▶ [PAGE TEXT]

-- Opening Marker --

People would stand up and share what stood out to them, what spoke to them, what confused them. Sometimes it included disagreement - and disagreement wasn’t condemned or stifled. It was acknowledged, appreciated, held like something real instead of something threatening. All the music and art came from the community. It felt alive. Not a museum of the past, but a space where God might be present and moving now - moving hearts toward understanding and creation in the present tense.
Minneapolis also taught me in smaller ways. Weird ways. Like a Kmart.
I lived a few blocks from one and I loved going there at least weekly. I rarely bought anything. I’d just walk around and browse - paying attention to the energy, observing my reactions, noticing what stirred up in me when the world got bigger than my comfort zone.
In that Kmart, I was the minority. That was new for me. I was also one of the few people who spoke English. And I loved that feeling - not because it made me special, but because it rearranged me. It gave my nervous system a new truth that my beliefs had never offered: you are not the center of the world, and that is good news.
I even brought visiting friends there sometimes, hoping they’d feel what I felt. They were usually underwhelmed. Which makes sense - it was my journey, not theirs. But for me it was a quiet landmark of growth. Proof that my heart had expanded beyond the borders I inherited.
And then there was breakfast.
My favorite breakfast spot in the world is in Minneapolis. It was about a ten-minute walk from my apartment: Victor’s 1959 Café - a Cuban breakfast place inside a little house in Uptown. Back then it was tiny, maybe twelve tables. Victor and his wife ran it, and the whole place felt like a warm, lived-in welcome. The walls were covered in signatures of famous Cuban Americans, and their shirts said: “Eating with the enemy.”
Every Tuesday morning I’d meet friends there for breakfast and long conversation. The food was incredible, but the welcome was the real thing that fed me. It felt like home in a way I didn’t even realize I needed yet. To this day, when I visit Minneapolis, I still plan my trips around Victor’s. I still want to go every morning. That’s how deep it lives in me.

Which is why the last few months have hit me hard.
I know my friends are out there protesting and helping neighbors who are scared - showing up with courage, warmth, and steadiness. Even my old pastor is on the streets daily, documenting what’s happening and fighting for what he calls “the common good.” And it’s strange to feel this from a distance, living in Nashville now, watching a place that formed me go through something that feels so heavy.

-- Closing Marker --

▶ [TASK ITEM]
Please copy the stretch of the Minneapolis reflection from "I know my friends" through "feels so heavy.", changing "my old pastor" to "my former pastor". The listing has nothing to do with the Minneapolis reflection.

▶ [STUDY MATERIAL]
-- Opening Marker --

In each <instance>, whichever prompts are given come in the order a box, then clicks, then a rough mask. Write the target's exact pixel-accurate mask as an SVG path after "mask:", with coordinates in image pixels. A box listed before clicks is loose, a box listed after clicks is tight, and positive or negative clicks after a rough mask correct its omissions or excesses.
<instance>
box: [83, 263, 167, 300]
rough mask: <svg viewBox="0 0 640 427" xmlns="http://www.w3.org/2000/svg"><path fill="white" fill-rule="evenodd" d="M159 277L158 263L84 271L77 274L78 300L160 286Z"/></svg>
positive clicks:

-- Closing Marker --

▶ [RESPONSE BELOW]
I know my friends are out there protesting and helping neighbors who are scared - showing up with courage, warmth, and steadiness. Even my former pastor is on the streets daily, documenting what’s happening and fighting for what he calls “the common good.” And it’s strange to feel this from a distance, living in Nashville now, watching a place that formed me go through something that feels so heavy.